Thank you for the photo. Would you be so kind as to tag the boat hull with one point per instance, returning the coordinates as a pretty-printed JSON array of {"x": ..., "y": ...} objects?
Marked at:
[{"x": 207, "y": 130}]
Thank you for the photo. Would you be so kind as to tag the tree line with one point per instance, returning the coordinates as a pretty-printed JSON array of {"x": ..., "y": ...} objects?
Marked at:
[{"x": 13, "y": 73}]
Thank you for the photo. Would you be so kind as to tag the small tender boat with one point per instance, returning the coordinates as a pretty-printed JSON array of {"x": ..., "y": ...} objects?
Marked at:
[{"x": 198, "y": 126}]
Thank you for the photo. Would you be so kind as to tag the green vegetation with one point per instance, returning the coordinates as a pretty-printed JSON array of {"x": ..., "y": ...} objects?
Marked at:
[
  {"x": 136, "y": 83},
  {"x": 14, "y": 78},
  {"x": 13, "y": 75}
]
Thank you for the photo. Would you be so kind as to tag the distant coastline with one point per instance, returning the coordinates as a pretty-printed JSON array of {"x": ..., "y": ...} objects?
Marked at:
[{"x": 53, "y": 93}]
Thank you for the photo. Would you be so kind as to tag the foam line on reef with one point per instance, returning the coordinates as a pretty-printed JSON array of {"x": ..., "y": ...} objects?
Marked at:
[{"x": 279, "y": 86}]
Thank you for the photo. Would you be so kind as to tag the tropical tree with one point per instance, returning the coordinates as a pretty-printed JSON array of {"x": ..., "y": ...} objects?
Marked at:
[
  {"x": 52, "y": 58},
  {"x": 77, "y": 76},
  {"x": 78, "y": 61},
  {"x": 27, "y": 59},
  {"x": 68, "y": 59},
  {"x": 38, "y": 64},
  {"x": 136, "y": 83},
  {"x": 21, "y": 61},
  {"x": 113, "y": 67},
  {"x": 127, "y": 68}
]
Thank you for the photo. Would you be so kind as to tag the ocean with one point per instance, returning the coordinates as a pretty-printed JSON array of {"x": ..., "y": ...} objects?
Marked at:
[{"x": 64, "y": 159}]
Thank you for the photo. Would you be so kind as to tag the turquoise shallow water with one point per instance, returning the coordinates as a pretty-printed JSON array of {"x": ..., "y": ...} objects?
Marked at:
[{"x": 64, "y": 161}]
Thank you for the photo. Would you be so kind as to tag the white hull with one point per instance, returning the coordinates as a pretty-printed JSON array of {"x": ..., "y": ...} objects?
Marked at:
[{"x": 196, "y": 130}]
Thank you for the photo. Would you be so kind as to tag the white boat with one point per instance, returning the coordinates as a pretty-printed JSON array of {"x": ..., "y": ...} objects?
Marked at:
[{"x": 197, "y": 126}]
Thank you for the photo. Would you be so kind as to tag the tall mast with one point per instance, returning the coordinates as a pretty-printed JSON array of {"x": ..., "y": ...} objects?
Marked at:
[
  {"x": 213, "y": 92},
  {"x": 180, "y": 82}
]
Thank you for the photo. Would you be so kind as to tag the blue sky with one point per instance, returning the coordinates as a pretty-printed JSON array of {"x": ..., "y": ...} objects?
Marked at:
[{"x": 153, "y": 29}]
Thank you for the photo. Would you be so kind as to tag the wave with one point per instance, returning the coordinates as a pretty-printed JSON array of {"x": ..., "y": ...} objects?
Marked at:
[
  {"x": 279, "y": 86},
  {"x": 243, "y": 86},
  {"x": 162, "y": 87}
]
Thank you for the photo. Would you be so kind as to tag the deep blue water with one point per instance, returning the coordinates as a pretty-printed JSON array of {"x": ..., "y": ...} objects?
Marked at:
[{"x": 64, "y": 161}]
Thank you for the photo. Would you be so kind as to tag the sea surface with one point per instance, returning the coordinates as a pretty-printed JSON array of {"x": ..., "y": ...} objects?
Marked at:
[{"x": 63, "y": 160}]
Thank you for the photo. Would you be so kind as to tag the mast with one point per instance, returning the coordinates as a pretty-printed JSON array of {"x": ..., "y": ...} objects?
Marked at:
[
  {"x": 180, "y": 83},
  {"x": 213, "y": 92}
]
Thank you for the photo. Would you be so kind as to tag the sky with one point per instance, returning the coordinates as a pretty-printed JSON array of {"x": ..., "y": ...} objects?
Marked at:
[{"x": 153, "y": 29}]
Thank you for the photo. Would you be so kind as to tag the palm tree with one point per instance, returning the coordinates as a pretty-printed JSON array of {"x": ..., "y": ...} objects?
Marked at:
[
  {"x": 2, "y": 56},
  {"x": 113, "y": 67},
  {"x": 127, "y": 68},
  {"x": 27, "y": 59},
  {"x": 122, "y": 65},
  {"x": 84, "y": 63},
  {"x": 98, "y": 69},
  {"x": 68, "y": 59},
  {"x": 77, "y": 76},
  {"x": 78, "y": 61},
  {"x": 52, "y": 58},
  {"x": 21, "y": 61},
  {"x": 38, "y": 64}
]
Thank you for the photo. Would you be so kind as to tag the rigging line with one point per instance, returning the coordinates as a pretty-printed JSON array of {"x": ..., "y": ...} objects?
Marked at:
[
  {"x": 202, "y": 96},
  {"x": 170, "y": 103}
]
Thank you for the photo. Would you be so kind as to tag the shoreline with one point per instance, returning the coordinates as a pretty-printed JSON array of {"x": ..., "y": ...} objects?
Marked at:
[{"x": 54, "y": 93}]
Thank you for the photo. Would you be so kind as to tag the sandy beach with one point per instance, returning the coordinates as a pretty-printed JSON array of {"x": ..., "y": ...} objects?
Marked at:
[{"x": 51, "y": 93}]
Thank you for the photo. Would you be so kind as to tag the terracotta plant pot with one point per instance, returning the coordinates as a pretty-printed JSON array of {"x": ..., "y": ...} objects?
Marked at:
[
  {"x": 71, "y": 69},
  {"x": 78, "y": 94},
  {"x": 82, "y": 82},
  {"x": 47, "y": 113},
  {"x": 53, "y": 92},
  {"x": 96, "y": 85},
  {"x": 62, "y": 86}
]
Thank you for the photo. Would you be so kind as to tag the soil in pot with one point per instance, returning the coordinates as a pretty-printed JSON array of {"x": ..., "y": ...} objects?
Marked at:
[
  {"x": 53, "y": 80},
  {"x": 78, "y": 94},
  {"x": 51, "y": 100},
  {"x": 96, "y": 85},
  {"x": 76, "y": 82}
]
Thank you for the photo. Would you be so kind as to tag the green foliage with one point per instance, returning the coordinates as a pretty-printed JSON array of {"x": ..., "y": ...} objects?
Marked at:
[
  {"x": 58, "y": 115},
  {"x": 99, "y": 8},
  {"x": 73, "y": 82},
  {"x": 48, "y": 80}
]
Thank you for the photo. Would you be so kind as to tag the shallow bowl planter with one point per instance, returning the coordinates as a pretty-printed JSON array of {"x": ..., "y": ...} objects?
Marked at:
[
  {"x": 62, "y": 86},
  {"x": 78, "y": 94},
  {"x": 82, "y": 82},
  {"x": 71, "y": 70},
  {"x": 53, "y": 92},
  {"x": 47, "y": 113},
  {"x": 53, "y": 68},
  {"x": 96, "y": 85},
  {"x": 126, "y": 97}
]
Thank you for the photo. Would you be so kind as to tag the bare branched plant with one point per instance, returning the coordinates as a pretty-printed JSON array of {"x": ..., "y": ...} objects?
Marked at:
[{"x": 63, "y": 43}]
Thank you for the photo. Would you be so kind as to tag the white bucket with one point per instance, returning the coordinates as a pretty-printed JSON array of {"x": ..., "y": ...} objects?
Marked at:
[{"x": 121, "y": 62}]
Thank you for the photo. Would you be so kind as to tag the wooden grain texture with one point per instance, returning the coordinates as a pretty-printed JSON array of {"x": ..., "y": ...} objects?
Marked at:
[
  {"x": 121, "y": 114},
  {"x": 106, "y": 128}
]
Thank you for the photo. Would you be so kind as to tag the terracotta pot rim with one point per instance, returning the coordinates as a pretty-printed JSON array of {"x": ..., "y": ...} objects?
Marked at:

* * * * *

#### Your instructions
Among the records, find every line holding the word "water" and copy it.

#### Reply to the task
Thank you for the photo. Would you be so kind as to tag the turquoise shallow water with one point per instance, returning the coordinates as a pretty-printed JSON array of {"x": ..., "y": ...} objects?
Thank you for the photo. Would you be so kind as to tag the deep blue water with one point per instance, returning the coordinates as a pretty-printed JSON array of {"x": ..., "y": ...} objects?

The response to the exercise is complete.